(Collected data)
+ + + + +
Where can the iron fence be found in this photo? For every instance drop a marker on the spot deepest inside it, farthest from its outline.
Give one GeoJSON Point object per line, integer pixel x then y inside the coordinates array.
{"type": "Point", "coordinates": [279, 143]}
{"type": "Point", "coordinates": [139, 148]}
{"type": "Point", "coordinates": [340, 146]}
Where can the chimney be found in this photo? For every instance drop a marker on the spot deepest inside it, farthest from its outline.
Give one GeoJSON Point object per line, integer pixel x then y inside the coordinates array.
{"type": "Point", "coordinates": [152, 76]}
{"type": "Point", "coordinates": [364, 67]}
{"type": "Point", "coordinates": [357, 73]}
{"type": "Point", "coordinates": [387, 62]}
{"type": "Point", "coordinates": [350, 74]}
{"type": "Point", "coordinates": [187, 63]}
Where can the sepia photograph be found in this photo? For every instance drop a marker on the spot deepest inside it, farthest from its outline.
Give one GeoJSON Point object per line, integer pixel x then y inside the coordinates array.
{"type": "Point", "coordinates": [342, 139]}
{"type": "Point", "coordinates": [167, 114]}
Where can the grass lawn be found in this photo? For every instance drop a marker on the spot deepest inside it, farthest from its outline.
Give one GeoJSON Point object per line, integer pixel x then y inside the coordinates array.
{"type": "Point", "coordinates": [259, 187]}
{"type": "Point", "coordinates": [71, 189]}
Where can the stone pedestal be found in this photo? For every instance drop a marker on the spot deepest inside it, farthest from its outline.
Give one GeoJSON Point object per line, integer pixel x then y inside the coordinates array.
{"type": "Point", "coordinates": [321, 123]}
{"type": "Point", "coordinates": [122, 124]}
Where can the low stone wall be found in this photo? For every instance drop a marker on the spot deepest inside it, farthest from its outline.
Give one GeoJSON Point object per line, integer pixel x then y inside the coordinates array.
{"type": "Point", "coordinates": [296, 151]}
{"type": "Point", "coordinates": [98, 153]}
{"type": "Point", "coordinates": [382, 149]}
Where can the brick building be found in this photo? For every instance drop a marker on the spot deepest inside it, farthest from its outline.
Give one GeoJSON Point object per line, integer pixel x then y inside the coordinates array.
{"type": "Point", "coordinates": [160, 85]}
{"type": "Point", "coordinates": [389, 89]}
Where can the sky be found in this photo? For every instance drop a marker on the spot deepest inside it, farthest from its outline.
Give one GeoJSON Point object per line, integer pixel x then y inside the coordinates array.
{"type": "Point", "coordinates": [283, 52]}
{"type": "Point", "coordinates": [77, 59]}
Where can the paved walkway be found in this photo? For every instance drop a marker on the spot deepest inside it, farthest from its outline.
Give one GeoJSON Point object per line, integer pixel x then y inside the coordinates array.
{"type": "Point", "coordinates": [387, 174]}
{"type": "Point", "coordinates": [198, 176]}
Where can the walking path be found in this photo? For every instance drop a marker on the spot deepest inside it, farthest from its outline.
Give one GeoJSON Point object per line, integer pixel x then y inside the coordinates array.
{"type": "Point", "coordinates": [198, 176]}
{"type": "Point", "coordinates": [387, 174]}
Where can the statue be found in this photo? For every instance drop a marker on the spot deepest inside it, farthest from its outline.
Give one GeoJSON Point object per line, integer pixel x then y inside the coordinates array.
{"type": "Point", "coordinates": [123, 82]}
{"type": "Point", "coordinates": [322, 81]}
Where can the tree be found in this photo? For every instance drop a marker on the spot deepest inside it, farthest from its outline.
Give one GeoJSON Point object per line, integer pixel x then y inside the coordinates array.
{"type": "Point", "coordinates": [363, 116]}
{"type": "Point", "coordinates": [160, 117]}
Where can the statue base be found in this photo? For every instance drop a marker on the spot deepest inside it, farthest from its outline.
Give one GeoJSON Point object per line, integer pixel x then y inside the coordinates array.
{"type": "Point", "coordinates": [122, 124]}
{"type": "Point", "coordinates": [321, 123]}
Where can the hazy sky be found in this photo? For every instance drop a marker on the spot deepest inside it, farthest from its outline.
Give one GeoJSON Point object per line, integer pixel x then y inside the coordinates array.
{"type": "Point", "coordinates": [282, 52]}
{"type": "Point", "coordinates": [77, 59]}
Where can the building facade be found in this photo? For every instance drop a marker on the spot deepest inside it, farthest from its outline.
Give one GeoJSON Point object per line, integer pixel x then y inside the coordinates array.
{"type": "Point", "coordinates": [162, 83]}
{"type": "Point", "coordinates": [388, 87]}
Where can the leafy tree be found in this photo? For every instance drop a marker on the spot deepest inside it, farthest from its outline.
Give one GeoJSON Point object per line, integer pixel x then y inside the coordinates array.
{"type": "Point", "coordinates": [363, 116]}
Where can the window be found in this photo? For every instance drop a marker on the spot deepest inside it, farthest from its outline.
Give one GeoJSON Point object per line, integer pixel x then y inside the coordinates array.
+ + + + +
### YOUR OBJECTIVE
Gather all lines from the records above in which "tree" appears.

### TASK SOLUTION
Where can the tree be found in this photo? For every instance drop a marker on the spot deepest inside it, farthest from its outline.
Where can the leafy tree be found in this photo? For every instance drop a marker on the spot deepest inside it, farthest from its outline.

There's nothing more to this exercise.